WORK REQUEST - The answer must consist solely of the lines from the one containing "task = tag the large" through the last line of the records below, repeated exactly, with all pictures omitted.

────────────────────

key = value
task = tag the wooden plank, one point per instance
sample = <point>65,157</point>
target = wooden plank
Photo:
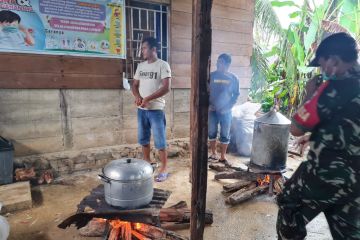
<point>36,63</point>
<point>181,18</point>
<point>181,44</point>
<point>105,66</point>
<point>239,4</point>
<point>181,82</point>
<point>233,13</point>
<point>182,6</point>
<point>183,70</point>
<point>201,53</point>
<point>232,37</point>
<point>30,63</point>
<point>231,25</point>
<point>179,31</point>
<point>179,57</point>
<point>34,71</point>
<point>51,80</point>
<point>232,48</point>
<point>242,72</point>
<point>15,196</point>
<point>236,61</point>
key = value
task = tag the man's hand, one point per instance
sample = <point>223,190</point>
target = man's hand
<point>22,28</point>
<point>138,101</point>
<point>144,103</point>
<point>302,143</point>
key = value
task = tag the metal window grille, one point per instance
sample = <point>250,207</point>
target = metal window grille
<point>145,20</point>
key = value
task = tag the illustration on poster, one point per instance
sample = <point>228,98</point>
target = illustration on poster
<point>24,3</point>
<point>64,27</point>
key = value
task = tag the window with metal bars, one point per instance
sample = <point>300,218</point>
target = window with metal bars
<point>144,19</point>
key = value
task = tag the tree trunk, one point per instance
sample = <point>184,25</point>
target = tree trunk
<point>200,75</point>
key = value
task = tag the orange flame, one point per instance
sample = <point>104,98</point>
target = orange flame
<point>264,181</point>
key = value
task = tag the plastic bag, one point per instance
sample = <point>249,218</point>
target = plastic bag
<point>4,227</point>
<point>242,127</point>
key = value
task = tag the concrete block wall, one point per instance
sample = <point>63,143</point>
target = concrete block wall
<point>47,121</point>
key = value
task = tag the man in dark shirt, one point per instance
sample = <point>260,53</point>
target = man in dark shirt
<point>329,181</point>
<point>224,91</point>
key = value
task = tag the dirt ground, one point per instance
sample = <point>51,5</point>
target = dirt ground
<point>253,220</point>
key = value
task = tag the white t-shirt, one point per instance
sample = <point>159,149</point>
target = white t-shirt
<point>150,76</point>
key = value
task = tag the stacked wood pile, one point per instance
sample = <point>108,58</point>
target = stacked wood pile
<point>249,184</point>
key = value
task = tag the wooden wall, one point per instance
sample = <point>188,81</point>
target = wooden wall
<point>232,23</point>
<point>35,71</point>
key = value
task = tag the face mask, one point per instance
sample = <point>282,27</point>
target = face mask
<point>327,78</point>
<point>10,29</point>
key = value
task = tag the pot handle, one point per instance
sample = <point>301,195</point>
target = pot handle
<point>104,178</point>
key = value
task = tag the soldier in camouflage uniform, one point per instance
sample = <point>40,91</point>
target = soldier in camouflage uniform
<point>329,181</point>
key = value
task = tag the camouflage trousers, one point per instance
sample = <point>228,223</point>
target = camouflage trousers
<point>308,193</point>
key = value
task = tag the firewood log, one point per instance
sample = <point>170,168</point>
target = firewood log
<point>246,193</point>
<point>236,186</point>
<point>244,175</point>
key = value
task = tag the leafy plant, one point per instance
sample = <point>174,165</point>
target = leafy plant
<point>284,77</point>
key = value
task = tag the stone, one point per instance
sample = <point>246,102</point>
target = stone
<point>15,196</point>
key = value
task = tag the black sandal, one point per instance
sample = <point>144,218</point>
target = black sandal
<point>225,162</point>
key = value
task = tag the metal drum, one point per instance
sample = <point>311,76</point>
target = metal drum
<point>270,142</point>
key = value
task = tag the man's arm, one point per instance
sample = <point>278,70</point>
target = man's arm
<point>136,93</point>
<point>236,92</point>
<point>159,93</point>
<point>307,117</point>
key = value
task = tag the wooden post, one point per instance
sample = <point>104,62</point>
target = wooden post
<point>200,75</point>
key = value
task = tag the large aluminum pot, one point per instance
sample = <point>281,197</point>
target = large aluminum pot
<point>270,142</point>
<point>128,183</point>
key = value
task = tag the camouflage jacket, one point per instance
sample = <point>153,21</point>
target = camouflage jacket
<point>332,115</point>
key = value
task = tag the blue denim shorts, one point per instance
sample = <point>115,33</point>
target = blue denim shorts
<point>224,119</point>
<point>152,121</point>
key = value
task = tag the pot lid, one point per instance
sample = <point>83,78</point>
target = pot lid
<point>128,169</point>
<point>275,118</point>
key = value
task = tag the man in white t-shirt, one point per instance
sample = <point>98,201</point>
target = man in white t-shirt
<point>151,84</point>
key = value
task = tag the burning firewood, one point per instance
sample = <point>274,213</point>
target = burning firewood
<point>139,236</point>
<point>24,174</point>
<point>148,216</point>
<point>236,186</point>
<point>220,168</point>
<point>158,233</point>
<point>246,193</point>
<point>244,175</point>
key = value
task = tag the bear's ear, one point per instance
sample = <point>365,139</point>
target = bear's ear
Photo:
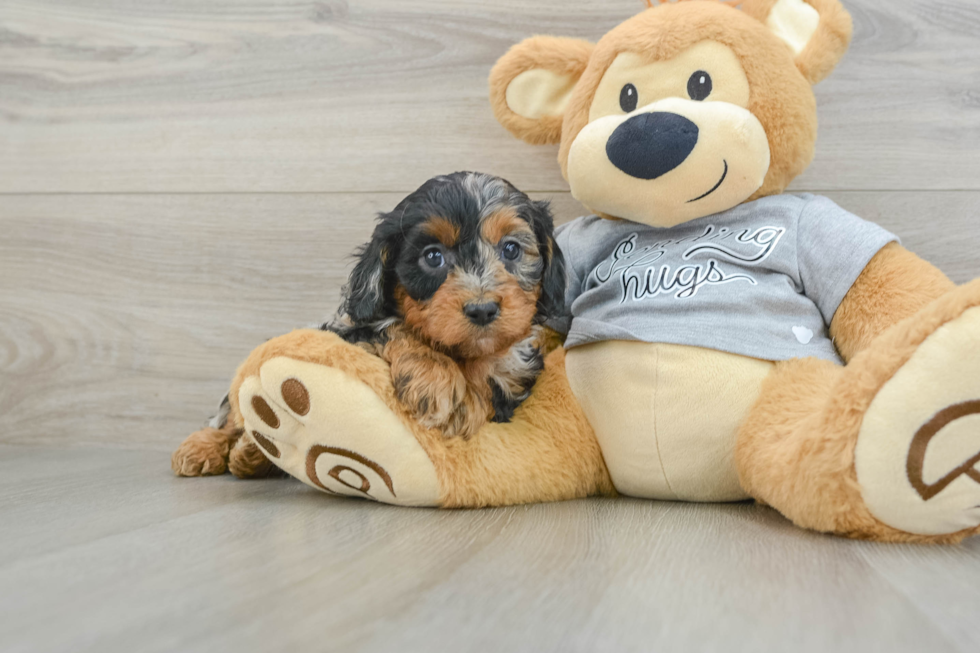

────────────────────

OUTPUT -
task = tag the large aluminum pot, one point per instance
sample = <point>281,197</point>
target = large aluminum pot
<point>270,142</point>
<point>128,183</point>
key = value
task = tag the camouflage jacket, one point per instance
sample = <point>153,21</point>
target = camouflage jacket
<point>332,115</point>
key = value
task = tag the blue denim shorts, one point per instance
sample = <point>115,33</point>
target = blue denim shorts
<point>224,119</point>
<point>152,121</point>
key = value
task = tag the pot lid, one point per instance
sample = <point>83,78</point>
target = pot lid
<point>128,169</point>
<point>275,118</point>
key = value
task = tag the man in white t-shirt, one point per instance
sample = <point>98,201</point>
target = man in white t-shirt
<point>151,84</point>
key = value
task = tag the burning firewood, one point per instance
sample = <point>274,213</point>
target = burning firewood
<point>139,236</point>
<point>24,174</point>
<point>148,216</point>
<point>236,186</point>
<point>220,168</point>
<point>158,233</point>
<point>246,193</point>
<point>244,175</point>
key = value
task = tag the bear's ear, one point per instance
sample = <point>365,139</point>
target = bear's ear
Photo:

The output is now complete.